--- Data extract ---
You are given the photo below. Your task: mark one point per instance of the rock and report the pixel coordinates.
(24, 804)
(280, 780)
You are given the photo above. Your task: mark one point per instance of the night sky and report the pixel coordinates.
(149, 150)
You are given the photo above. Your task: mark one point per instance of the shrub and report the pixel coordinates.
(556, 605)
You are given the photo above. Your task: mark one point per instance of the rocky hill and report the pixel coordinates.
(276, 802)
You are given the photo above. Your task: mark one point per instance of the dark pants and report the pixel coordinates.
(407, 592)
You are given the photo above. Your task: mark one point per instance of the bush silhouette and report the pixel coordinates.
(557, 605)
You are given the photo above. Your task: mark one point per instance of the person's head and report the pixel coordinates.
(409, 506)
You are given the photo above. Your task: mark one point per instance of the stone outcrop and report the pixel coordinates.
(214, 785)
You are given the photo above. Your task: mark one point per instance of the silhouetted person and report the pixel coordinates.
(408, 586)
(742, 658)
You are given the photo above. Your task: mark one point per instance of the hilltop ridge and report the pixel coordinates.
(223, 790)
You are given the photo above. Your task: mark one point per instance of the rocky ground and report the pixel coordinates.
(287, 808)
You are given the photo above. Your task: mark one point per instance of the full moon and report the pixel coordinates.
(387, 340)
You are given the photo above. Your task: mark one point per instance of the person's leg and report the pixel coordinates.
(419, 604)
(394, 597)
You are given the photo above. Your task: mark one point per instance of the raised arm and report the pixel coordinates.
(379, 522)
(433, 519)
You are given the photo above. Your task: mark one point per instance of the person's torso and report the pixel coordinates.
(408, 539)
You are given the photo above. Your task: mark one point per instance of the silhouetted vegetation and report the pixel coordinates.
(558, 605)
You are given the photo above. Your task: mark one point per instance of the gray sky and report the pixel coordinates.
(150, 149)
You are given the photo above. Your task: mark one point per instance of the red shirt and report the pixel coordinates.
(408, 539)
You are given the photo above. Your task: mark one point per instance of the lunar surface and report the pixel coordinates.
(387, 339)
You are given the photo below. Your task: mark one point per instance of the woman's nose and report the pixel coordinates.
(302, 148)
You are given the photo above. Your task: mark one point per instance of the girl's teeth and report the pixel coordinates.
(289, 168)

--- Direction ---
Arrange the rows above as a two-column CSV with the header instruction,points, one line per row. Put each row's text and its answer in separate quoted fields, with line breaks turned into spaces.

--- Result for this exercise ---
instruction,points
"You are given the photo below. Your task: mark one point per instance of the rock and report the pixel coordinates.","(24, 804) (280, 780)"
"You are given the photo above. Your task: mark one point per instance of the night sky and report the pixel coordinates.","(149, 150)"
"You are given the photo above. Your task: mark one point per instance of the shrub and report the pixel coordinates.","(556, 605)"
"You are given the photo above. Your task: mark one point per instance of the rocky hill and report the pixel coordinates.","(276, 802)"
"You are given the photo above. Your task: mark one point per instance of the dark pants and report the pixel coordinates.","(407, 592)"
"You are given the photo above. Your task: mark one point per instance of the bush silhouette and report the pixel coordinates.","(557, 605)"
"You are given the photo above. Your task: mark one point per instance of the person's head and report the pixel coordinates.","(409, 506)"
"You are given the photo above. Your task: mark one point per instance of the stone outcrop and report the pixel coordinates.","(214, 785)"
"You are given the photo above. Your task: mark one point per instance of the silhouetted person and report the pixel coordinates.","(408, 586) (742, 658)"
"You are given the photo above. Your task: mark one point per instance of the hilltop ridge and report the pixel coordinates.","(223, 790)"
"You are given the photo above. Your task: mark one point per instance of the rocky ground and report the pixel coordinates.","(287, 808)"
"You are given the photo above. Your task: mark one point per instance of the full moon and report the pixel coordinates.","(387, 340)"
"You are given the photo above. Your task: mark one point per instance of the person's leg and report the pixel coordinates.","(419, 604) (394, 597)"
"You are given the photo above. Your task: mark one point per instance of the raised arm and report the pixel coordinates.","(379, 522) (433, 519)"
"You are given the photo above. Your task: mark one point per instance of the person's torso and report the pixel coordinates.","(408, 539)"
"You are given the photo above. Your task: mark one point per instance of the silhouetted vegetation and report the pixel coordinates.","(558, 605)"
"You are given the photo above. Your task: mark one point per instance of the gray sky and report the pixel coordinates.","(150, 149)"
"You are given the photo above. Your task: mark one point per instance of the red shirt and report the pixel coordinates.","(408, 539)"
"You are given the photo above. Your task: mark one point per instance of the lunar surface and report the pixel coordinates.","(387, 339)"
"You are given the photo below. Your task: mark one point per instance of the woman's nose and report the pixel coordinates.","(302, 148)"
"You are given the photo above. Your task: mark one point per instance of the girl's teeth and report the pixel coordinates.","(289, 168)"